WRITTEN PROBLEM:
Lines before the one containing "Pinpoint neutral beige" are excluded. Repeat that line and every line after it, exactly.

[Records from a data source]
=====

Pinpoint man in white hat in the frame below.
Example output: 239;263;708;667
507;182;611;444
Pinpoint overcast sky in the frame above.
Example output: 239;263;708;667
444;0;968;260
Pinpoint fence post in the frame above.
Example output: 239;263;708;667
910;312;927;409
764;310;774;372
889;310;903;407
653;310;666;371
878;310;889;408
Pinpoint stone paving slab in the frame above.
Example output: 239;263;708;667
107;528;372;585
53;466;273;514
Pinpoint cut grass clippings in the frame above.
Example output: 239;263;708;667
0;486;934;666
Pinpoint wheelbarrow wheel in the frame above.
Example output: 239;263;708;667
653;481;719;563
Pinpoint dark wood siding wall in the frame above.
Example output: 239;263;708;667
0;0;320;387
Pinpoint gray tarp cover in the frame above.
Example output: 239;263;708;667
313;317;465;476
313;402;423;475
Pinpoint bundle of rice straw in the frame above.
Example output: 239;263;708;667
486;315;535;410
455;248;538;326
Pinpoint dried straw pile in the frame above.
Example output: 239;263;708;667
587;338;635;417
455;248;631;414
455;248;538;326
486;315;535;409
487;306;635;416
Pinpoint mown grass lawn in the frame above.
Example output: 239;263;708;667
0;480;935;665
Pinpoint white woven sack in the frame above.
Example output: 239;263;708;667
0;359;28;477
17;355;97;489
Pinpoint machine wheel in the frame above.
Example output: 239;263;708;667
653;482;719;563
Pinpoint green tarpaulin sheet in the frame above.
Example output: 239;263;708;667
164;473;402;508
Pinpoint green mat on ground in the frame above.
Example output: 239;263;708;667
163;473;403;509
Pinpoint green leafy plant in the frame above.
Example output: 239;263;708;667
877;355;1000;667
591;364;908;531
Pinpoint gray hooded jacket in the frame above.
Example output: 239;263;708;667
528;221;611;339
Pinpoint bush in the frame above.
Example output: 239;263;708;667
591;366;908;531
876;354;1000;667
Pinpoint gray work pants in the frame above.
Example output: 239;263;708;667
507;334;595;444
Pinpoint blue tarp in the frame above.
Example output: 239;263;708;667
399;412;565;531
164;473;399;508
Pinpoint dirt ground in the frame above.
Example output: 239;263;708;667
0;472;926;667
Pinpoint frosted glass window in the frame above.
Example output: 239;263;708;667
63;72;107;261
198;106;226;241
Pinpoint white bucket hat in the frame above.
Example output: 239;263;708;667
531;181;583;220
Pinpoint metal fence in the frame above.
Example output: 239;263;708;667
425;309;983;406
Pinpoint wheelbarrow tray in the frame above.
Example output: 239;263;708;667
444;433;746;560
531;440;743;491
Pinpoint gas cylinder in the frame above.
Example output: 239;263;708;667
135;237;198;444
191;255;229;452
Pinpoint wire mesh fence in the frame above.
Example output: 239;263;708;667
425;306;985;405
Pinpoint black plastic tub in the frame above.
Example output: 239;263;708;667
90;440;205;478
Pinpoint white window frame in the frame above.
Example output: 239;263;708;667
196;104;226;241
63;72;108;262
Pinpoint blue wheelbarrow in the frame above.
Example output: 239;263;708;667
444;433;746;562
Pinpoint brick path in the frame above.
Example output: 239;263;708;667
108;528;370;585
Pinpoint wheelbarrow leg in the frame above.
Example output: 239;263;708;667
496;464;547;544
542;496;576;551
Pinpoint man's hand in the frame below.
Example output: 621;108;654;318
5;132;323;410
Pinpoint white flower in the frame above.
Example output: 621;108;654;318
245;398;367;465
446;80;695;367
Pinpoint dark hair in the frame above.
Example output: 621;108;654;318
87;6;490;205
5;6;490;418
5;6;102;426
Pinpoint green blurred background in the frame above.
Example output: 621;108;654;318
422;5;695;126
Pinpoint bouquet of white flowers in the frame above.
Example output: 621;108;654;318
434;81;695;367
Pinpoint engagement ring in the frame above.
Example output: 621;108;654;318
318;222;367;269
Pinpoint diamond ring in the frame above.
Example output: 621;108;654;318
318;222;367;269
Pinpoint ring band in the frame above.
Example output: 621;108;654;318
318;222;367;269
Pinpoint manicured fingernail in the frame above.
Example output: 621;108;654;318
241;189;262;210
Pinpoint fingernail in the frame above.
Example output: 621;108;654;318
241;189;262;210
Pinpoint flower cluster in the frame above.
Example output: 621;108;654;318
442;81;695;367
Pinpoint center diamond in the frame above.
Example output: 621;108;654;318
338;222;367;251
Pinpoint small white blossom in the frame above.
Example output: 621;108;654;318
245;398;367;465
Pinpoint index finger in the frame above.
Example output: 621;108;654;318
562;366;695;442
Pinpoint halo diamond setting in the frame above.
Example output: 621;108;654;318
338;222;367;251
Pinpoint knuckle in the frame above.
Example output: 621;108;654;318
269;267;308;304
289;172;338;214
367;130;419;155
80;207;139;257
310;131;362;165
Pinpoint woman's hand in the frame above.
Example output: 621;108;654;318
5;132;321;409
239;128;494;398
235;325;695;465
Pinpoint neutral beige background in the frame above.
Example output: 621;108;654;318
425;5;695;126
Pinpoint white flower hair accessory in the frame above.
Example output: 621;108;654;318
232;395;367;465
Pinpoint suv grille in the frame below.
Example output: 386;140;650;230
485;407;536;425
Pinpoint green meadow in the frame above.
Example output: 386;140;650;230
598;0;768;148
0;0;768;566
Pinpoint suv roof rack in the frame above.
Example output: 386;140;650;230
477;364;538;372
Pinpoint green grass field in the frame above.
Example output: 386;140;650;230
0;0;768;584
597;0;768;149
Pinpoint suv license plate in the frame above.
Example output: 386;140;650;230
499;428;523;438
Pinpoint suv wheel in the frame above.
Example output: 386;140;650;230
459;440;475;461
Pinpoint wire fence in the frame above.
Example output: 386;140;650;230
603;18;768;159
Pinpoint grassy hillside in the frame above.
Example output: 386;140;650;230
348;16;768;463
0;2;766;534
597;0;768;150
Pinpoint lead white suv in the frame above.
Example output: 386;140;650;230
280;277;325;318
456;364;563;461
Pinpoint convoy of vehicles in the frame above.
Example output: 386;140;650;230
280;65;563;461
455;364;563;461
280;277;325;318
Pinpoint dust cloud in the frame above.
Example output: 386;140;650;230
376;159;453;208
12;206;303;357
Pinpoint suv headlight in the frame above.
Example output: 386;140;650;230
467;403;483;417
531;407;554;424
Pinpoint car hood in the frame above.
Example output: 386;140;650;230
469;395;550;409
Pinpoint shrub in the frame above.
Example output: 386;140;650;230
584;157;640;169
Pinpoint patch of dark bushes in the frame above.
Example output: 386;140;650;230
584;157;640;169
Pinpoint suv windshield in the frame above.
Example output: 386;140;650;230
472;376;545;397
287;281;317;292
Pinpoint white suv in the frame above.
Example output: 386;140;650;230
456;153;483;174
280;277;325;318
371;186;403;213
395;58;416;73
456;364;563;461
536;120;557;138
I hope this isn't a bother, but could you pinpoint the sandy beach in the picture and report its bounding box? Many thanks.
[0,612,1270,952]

=====

REPLY:
Pinpoint neutral beige background in the frame above.
Example output: 621;108;654;318
425;5;695;126
Pinpoint white flower hair accessory in the frame above.
Example output: 621;108;654;318
232;395;367;465
Pinpoint suv grille in the frame below.
Example output: 386;140;650;230
485;407;536;425
Pinpoint green meadow in the frame above.
Example output: 386;140;650;230
598;0;768;148
0;0;768;566
Pinpoint suv roof rack in the frame above.
Example output: 386;140;650;230
477;364;538;372
Pinpoint green grass field in the frame above.
Example output: 386;140;650;230
0;0;768;584
597;0;768;149
Pinpoint suv license plate in the frame above.
Example output: 386;140;650;230
499;428;523;438
Pinpoint suv wheel in the frame above.
Example output: 386;140;650;230
459;440;475;461
Pinpoint wire fence in the frame above.
Example output: 386;140;650;230
603;18;768;159
Pinpoint grassy hillside in the frame above.
Example output: 386;140;650;230
348;16;768;463
0;2;766;534
597;0;768;150
Pinpoint lead white suv in the frame above.
Example output: 386;140;650;230
280;277;325;318
456;364;563;461
Pinpoint convoy of vehicles in the frame above.
Example output: 386;140;650;230
280;65;563;461
455;364;563;461
280;277;325;318
Pinpoint dust cloud in the frame above.
Example output: 386;140;650;230
376;159;453;208
12;206;303;357
Pinpoint suv headlight in the frame above.
Example output: 386;140;650;230
467;403;483;417
531;407;554;424
Pinpoint car hood in the frame above.
Example output: 386;140;650;230
469;395;550;409
Pinpoint shrub in the frame above.
Example output: 386;140;650;230
584;157;640;169
Pinpoint patch of dark bushes in the frame above.
Example output: 386;140;650;230
584;157;640;169
Pinpoint suv windshield in the frame above.
Example output: 386;140;650;230
472;376;545;397
287;281;317;292
Pinpoint white suv in the frame above.
Example output: 386;140;650;230
456;153;483;174
280;277;325;318
371;186;403;213
395;58;416;73
456;364;563;461
536;120;557;138
I hope this isn't a bother, but could you pinpoint the sandy beach in the picture and report its bounding box? Many thanks.
[0,612,1270,952]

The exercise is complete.